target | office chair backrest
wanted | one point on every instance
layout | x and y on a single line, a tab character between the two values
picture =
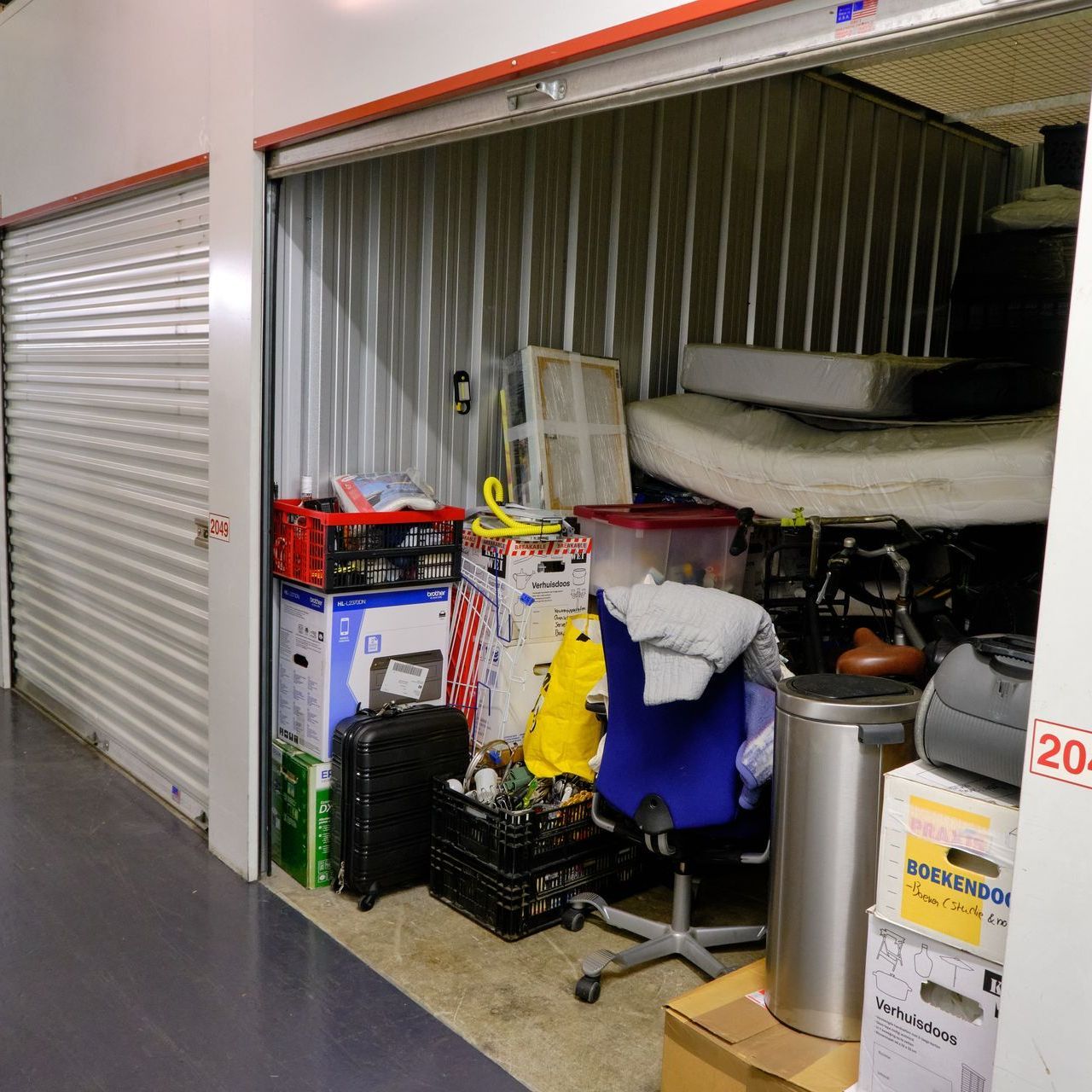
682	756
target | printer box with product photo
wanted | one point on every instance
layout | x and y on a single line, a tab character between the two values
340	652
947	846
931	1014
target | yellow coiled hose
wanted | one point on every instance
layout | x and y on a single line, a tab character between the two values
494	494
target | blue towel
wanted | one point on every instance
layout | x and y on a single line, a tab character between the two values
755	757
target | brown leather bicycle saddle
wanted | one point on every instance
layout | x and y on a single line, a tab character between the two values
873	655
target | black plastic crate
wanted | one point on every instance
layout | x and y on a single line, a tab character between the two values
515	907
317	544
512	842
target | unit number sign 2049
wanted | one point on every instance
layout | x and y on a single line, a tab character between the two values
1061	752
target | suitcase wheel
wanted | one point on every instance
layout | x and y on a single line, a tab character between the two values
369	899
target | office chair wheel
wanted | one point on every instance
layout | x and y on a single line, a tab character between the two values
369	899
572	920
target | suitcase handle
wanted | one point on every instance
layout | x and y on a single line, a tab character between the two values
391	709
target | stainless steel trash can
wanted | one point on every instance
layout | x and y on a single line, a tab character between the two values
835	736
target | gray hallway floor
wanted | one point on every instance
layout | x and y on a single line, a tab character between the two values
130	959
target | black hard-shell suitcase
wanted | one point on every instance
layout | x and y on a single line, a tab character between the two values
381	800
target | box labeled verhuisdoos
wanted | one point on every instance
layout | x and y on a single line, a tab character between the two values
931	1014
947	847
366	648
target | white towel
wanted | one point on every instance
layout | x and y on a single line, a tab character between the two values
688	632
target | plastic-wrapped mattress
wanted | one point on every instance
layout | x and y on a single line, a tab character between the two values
------------------------
### What to produce
Copy out every entry above character for character, leaving out the picture.

### Exercise answer
target | office chair backrest
wanted | one point on every instance
layout | x and y on a single line, a tab character between the two values
picture =
682	756
target | printer box with product photo
wanted | one point on every instance
layout | x and y on a single line, a tab character between the two values
340	652
947	846
931	1014
target | yellow coiled hose
wanted | one point on every instance
layout | x and y on a single line, a tab character between the two values
494	494
target | blue towel
wanted | one point on every instance
layout | x and y on a single line, a tab character between the two values
755	757
target | brown leather bicycle saddle
wanted | one point on every instance
layout | x and y on a single line, a tab character between the two values
873	655
target | black plastic crate
wanted | one point on every instance
layout | x and y on a single line, a tab character between the two values
515	907
317	544
512	842
target | unit number sign 2049
wanted | one point on every instance
layout | x and y on a single line, a tab character between the two values
1061	752
target | suitcase wheel
wanted | one point on every instance
layout | x and y on a single line, a tab character between the two values
369	899
target | office chair wheel
wanted | one point on every instance
layout | x and y on a single line, a tab character between the two values
369	899
572	920
target | suitcase handle
wanted | one point on every instance
layout | x and y on a single line, a tab character between the two values
391	709
target | stainless steel trash can
wanted | one point on every instance
layout | x and y on a single line, a tab character between the two values
835	736
target | gray hallway floor
wanted | one point on every instance
layout | x and y on a single line, a tab character between the two values
130	959
target | black hard-shell suitcase
wanted | one point on every instance
layout | x and y on a single line, a tab character between the two values
381	800
target | box labeled verhuisdoos
wanted | one point on every instance
layout | x and y on a single line, a tab character between the two values
931	1014
947	847
366	648
target | white towel
wanted | one point on every instance
layout | x and y on a single line, a tab character between the two values
688	632
target | plastic-wrapped mattress
wanted | one point on every instance
layout | x and y on a single line, a tab character between the two values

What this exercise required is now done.